--- WHAT IS BEING ASKED ---
Render the records as a numbered list, leaving out blank lines, starting with the line that contains "Where can the totora" and going on through the end of the records.

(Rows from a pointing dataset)
────────────────
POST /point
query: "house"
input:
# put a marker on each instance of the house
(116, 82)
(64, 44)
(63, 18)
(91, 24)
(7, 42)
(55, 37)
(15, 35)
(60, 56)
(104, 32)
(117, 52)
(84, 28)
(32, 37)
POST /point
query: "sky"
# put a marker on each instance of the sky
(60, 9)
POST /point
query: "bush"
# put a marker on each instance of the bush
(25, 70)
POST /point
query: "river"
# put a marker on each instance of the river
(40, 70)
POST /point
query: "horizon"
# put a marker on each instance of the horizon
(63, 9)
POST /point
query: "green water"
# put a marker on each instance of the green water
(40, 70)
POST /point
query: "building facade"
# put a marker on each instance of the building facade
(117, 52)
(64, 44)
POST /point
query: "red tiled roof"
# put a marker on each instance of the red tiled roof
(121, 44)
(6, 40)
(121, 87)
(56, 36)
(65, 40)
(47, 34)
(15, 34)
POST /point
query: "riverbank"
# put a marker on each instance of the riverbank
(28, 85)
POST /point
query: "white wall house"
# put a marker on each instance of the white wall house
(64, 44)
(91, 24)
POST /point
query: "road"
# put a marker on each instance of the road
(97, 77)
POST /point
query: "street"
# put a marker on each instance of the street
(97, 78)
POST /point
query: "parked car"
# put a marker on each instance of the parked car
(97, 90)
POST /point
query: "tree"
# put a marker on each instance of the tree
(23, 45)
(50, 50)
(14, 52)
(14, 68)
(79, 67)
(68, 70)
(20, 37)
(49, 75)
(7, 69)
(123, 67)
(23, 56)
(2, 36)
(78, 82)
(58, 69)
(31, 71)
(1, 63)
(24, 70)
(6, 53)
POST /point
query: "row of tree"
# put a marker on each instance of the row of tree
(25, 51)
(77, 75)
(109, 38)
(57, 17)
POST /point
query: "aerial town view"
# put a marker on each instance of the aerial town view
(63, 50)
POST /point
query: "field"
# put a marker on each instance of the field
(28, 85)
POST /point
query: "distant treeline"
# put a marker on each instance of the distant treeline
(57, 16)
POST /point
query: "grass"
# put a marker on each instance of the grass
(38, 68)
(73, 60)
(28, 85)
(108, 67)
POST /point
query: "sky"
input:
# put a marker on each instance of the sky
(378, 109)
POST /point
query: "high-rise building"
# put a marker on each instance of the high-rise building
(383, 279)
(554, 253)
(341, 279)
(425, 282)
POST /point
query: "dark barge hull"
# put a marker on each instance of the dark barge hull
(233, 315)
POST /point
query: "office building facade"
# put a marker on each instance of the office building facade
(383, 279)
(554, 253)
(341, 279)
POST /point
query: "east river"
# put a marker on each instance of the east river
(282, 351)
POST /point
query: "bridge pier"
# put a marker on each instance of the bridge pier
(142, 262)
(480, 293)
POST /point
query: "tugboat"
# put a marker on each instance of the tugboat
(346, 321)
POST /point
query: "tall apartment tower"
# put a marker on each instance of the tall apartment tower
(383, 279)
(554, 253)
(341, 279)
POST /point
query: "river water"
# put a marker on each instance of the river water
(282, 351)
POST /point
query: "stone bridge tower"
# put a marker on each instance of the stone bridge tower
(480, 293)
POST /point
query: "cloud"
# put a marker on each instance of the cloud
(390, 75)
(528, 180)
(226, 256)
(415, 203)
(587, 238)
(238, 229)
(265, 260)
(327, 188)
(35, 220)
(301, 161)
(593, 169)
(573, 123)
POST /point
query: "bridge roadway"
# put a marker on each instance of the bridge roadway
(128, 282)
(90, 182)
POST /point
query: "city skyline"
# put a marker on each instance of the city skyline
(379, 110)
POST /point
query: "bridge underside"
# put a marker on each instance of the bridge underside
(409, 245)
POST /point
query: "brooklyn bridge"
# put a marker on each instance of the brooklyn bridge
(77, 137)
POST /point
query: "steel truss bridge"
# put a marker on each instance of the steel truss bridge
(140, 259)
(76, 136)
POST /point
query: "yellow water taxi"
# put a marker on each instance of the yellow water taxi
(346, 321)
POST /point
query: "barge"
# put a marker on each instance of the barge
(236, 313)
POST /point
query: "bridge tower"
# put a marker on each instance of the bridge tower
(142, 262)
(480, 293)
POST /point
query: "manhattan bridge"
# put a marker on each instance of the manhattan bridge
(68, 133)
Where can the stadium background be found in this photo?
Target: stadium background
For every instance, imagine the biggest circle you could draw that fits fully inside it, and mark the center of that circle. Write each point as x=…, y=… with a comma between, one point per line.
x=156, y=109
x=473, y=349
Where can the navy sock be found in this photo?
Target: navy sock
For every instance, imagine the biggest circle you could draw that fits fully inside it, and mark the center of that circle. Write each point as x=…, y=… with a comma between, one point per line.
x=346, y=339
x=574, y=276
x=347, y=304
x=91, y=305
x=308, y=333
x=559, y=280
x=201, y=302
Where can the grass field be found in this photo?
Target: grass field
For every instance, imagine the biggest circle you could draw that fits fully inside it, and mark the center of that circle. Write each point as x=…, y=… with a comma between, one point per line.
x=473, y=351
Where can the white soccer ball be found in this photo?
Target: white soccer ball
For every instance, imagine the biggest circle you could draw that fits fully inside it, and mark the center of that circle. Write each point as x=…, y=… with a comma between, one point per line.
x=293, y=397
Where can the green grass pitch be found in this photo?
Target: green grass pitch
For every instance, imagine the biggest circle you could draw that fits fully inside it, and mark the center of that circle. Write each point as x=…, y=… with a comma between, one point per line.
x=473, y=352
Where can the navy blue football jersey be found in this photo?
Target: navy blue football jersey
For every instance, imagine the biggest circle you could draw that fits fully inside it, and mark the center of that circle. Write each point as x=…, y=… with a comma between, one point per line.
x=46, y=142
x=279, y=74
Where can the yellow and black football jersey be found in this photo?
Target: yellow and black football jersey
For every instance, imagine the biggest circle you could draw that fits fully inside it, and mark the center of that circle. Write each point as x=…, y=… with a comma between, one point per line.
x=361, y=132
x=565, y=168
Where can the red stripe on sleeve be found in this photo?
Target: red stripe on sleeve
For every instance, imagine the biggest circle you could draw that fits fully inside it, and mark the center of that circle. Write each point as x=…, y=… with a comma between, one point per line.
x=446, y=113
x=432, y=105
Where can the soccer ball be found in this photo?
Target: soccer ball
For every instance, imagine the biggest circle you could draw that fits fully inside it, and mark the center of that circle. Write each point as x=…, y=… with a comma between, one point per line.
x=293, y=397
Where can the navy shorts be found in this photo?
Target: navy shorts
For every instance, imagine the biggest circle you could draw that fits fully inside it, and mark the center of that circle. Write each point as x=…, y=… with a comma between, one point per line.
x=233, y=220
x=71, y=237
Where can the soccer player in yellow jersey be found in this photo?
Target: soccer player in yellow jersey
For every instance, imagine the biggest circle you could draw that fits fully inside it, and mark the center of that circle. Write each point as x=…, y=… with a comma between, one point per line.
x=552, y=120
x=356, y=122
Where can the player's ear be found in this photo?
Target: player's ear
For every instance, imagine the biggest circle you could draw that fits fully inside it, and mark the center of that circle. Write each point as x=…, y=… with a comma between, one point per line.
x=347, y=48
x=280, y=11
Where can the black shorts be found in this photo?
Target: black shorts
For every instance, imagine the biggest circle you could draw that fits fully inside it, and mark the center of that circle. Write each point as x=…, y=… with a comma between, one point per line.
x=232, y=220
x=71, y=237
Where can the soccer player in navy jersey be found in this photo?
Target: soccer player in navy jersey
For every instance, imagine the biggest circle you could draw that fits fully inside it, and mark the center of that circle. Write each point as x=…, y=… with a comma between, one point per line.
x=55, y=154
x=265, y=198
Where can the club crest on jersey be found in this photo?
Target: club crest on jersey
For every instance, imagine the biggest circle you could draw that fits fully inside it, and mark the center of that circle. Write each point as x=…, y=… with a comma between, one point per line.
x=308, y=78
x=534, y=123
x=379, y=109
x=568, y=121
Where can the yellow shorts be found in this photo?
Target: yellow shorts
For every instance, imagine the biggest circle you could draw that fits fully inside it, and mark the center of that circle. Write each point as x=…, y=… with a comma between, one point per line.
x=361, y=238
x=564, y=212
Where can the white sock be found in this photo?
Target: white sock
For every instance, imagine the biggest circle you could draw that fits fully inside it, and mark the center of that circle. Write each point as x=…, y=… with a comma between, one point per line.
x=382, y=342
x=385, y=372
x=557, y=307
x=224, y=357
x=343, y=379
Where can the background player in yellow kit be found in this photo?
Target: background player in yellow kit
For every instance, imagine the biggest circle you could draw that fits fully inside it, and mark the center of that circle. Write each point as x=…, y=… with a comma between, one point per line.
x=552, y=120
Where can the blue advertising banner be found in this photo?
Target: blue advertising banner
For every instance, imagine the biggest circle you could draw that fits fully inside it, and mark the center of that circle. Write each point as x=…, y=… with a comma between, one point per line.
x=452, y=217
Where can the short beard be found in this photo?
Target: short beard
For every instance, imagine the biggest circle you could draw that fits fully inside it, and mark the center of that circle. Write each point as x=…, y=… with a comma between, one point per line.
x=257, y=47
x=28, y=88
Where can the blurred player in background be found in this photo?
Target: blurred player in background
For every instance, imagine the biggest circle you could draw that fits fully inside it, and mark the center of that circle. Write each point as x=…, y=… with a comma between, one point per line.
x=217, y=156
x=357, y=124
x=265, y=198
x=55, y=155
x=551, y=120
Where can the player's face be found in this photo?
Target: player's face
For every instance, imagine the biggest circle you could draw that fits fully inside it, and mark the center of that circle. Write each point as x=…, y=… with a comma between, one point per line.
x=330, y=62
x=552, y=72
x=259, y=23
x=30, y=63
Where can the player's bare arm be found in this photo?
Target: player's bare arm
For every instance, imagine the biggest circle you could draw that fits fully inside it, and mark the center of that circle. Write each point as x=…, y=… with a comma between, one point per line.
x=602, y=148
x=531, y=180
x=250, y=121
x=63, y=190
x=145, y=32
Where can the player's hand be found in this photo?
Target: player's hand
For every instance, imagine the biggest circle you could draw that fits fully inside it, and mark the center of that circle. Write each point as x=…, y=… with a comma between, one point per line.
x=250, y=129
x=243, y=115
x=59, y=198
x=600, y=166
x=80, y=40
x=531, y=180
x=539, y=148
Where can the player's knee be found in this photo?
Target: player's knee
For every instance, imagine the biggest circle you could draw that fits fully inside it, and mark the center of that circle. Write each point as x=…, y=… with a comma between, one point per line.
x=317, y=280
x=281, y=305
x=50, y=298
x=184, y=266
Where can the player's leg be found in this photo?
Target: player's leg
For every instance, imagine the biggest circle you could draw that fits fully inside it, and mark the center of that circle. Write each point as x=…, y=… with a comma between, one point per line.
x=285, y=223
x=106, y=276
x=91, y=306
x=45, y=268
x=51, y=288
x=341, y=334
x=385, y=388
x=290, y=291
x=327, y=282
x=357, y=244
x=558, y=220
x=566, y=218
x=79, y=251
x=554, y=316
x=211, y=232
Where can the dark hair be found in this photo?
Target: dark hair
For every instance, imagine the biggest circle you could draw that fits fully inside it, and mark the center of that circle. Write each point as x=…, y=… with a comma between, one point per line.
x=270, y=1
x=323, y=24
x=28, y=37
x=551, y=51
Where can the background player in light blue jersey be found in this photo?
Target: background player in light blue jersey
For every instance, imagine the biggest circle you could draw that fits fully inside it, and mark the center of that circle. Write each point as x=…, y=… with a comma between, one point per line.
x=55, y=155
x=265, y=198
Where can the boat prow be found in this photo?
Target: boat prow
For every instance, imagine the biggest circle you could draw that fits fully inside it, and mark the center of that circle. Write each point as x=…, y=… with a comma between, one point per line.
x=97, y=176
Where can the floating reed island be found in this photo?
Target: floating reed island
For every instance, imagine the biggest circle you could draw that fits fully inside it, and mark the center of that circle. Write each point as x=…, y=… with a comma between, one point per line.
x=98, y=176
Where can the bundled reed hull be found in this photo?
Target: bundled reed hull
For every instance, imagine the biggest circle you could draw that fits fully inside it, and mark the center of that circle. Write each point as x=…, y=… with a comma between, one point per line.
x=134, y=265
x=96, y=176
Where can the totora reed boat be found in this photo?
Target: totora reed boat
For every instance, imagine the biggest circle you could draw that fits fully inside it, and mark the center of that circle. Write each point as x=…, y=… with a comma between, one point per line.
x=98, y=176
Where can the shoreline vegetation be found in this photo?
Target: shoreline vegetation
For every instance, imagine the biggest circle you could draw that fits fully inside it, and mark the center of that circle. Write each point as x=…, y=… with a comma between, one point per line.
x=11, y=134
────────────────
--- PROBLEM SOLUTION ---
1. Where can the totora reed boat be found in this photo?
2. Target: totora reed boat
3. For every instance, imagine the biggest circle you could draw that fits fully inside it, and mark the center of that circle. Write each point as x=…, y=… with a comma between, one point per line.
4. x=98, y=176
5. Where can the shoreline vegetation be found in this photo?
6. Target: shoreline vegetation
7. For every instance, imagine the biggest circle you could draw that fits fully inside it, and mark the center of that circle. Write each point as x=…, y=… with a comma between, one point per line.
8. x=11, y=134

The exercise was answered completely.